-- begin --
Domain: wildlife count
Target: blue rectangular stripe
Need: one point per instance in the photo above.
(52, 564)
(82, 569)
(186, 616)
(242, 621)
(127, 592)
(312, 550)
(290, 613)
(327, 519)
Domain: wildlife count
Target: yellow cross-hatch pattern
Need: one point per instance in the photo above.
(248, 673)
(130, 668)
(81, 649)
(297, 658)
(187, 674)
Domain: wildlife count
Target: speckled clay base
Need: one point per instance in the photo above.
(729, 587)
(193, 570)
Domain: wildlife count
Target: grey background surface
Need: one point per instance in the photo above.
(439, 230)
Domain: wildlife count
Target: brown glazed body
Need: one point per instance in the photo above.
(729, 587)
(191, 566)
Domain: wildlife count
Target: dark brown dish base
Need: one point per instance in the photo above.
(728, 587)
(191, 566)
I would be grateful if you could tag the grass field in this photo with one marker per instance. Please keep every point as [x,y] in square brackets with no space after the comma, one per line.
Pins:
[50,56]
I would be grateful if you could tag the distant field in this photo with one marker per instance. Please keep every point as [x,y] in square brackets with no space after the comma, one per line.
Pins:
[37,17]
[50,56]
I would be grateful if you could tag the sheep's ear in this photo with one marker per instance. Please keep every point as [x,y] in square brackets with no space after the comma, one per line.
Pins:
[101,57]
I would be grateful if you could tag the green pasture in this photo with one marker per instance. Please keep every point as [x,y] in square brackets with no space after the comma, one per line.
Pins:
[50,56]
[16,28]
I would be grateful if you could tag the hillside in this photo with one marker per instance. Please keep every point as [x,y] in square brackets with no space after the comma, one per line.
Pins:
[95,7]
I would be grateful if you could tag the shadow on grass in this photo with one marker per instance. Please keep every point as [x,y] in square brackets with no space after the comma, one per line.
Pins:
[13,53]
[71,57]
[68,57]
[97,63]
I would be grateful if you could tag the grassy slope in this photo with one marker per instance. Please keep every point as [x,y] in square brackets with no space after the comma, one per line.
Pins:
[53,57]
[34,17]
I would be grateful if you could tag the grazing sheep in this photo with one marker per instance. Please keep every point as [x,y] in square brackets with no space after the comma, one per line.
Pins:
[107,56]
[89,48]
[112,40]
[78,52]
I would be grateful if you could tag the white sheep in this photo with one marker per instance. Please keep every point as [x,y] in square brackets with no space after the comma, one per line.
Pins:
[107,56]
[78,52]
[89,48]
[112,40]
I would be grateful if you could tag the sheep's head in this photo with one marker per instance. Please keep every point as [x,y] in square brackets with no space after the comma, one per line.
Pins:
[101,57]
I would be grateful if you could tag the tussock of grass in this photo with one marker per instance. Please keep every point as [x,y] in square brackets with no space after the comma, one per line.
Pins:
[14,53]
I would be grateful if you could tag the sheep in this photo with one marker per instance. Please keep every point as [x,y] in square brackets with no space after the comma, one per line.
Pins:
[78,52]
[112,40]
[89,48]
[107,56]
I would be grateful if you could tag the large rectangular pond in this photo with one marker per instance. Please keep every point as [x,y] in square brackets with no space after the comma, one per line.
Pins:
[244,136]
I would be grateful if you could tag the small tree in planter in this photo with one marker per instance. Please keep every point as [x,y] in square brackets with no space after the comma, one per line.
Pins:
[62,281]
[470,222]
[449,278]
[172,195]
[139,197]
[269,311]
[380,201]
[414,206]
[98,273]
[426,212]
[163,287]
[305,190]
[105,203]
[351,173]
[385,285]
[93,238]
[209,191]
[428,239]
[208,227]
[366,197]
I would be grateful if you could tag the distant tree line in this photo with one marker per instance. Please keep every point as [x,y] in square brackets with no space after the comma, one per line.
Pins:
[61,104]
-- end --
Return the whole listing exactly.

**Response to this exercise:**
Domain: wildlife count
Target: blue rectangular stripe
Need: one point per instance in the photo above.
(52, 564)
(82, 569)
(186, 616)
(242, 621)
(127, 592)
(312, 550)
(290, 613)
(327, 519)
Domain: wildlife count
Target: yellow cross-hatch pattern
Need: one point per instance in the photo above.
(248, 673)
(130, 668)
(81, 649)
(297, 658)
(187, 674)
Domain: wildlife count
Target: speckled clay base
Need: one point per instance in the photo above.
(729, 587)
(193, 570)
Domain: wildlife count
Target: grey background surface
Need: one point per instance in the photo above.
(439, 230)
Domain: wildlife count
Target: brown glazed body
Need: one point per instance in the photo above.
(729, 587)
(191, 566)
Domain: wildlife count
Target: dark brown dish base
Need: one point per instance in the photo above.
(728, 587)
(191, 566)
I would be grateful if you could tag the grass field in this photo with one marker per instance. Please keep every point as [x,y] in square brackets with no space after the comma, one per line.
Pins:
[50,56]
I would be grateful if you could tag the distant field in this photo with one marker per instance. Please keep every point as [x,y] in square brackets with no space after the comma, one per line.
Pins:
[37,17]
[50,56]
I would be grateful if you could tag the sheep's ear in this photo with one marker per instance. Please keep every point as [x,y] in square brackets with no space after the comma, one per line.
Pins:
[101,57]
I would be grateful if you could tag the green pasture in this photo with one marker per instance. Please keep every point as [x,y] in square brackets with no space after the comma, one per line.
Pins:
[50,56]
[16,28]
I would be grateful if you could tag the hillside in this photo with one marker per instance. Please keep every point as [x,y] in square brackets with no space after the comma, one per line.
Pins:
[95,7]
I would be grateful if you could tag the shadow on grass in this photo with one marker per instance. Please keep every point as [x,y] in square brackets with no space after the comma, one per line.
Pins:
[13,53]
[71,57]
[68,57]
[97,63]
I would be grateful if you could tag the grassy slope in this photo with one marker per instance. Please keep every point as [x,y] in square brackets with no space after the comma, one per line.
Pins:
[53,57]
[34,17]
I would be grateful if you could tag the grazing sheep in this photo with one marker per instance. Please keep every point as [x,y] in square brackets with no space after the comma, one per line.
Pins:
[107,56]
[89,48]
[112,40]
[78,52]
I would be grateful if you could tag the white sheep in this photo with one marker per instance. Please keep every point as [x,y] in square brackets with no space after the comma, one per line.
Pins:
[107,56]
[78,52]
[89,48]
[112,40]
I would be grateful if you could tag the sheep's head in this photo with one marker per instance. Please keep every point as [x,y] in square brackets with no space after the comma, one per line.
Pins:
[101,57]
I would be grateful if you could tag the tussock of grass in this photo with one marker per instance. Please keep every point as [x,y] in square brackets with no space after the comma, one per line.
Pins:
[14,53]
I would be grateful if you could tag the sheep in this photo with one marker per instance. Please keep every point as [x,y] in square brackets with no space after the comma, one per line.
Pins:
[78,52]
[112,40]
[89,48]
[107,56]
I would be grateful if you could tag the large rectangular pond in this photo with one marker per instance. Please keep every point as [x,y] in square brackets with no space after the comma, one per line.
Pins:
[244,136]
I would be grateful if you could tag the small tree in planter in this photo with one marker per instance. Please keep every point as [x,y] in square brackets with no space after the comma, one per line.
Pins:
[62,281]
[470,222]
[449,278]
[172,195]
[139,197]
[269,311]
[380,201]
[414,206]
[98,273]
[426,212]
[163,287]
[305,190]
[105,203]
[351,173]
[385,285]
[93,238]
[209,191]
[428,239]
[208,227]
[366,197]
I would be grateful if you could tag the distant tree line in this photo with one marker per instance. Please keep every point as [x,y] in square brackets with no space after the comma, one per line.
Pins:
[61,104]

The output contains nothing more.